## Saturday, May 30, 2015

### Run length encoding data compression method

Functional programming and lists go together like Fred and Ginger. This little exercise is one of Werner Hett's "Ninety-Nine Prolog Problems". The idea is to implement the run length encoding data compression method.

Here's how we start. First we write a function that packs consecutive duplicates of a list into sublists e.g.

# B.pack ['a'; 'a'; 'a'; 'b'; 'c'; 'c'; 'd'] ;;
- : char list list = [['a'; 'a'; 'a']; ['b']; ['c'; 'c']; ['d'];]

Then, consecutive duplicates of elements are encoded as terms $(N, E)$ where $N$ is the number of duplicates of the element $E$ e.g.
# B.rle (B.pack ['a'; 'a'; 'a'; 'b'; 'c'; 'c'; 'd'; 'e'; 'e']) ;;
- : (int * char) list = [(3, 'a'); (1, 'b'); (2, 'c'); (1, 'd'); (2, 'e')]

We will of course require a function to decode compressed data e.g.
 # B.unrle(B.rle(
B.pack ['a'; 'a'; 'a'; 'b'; 'c'; 'c'; 'd'; 'e'; 'e'])
) ;;
- : char list = ['a'; 'a'; 'a'; 'b'; 'c'; 'c'; 'd'; 'e'; 'e']

(Credit goes to Harvey Stein for the names rle and unrle by the way).

So that's it for the first iteration - here's some code that aims to implement these specifications.

• [WHAT TO WORK ON]
(A) In the run length encoding post above, who is credited with the names rle and unrle?
(B) From the run length encoding post, list every (N, E) term that appears in the encoded output of the B.rle example.
(C) Translate this sentence from the run length encoding post into German: "The idea is to implement the run length encoding data compression method."

• [DATA]
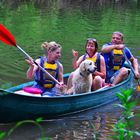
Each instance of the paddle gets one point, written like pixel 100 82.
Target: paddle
pixel 138 87
pixel 8 38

• [TASK-BY-TASK ANSWERS]
(A) Harvey Stein

(B) (3, 'a'), (1, 'b'), (2, 'c'), (1, 'd'), (2, 'e')

(C) Die Idee besteht darin, das Datenkompressionsverfahren der Lauflängenkodierung zu implementieren.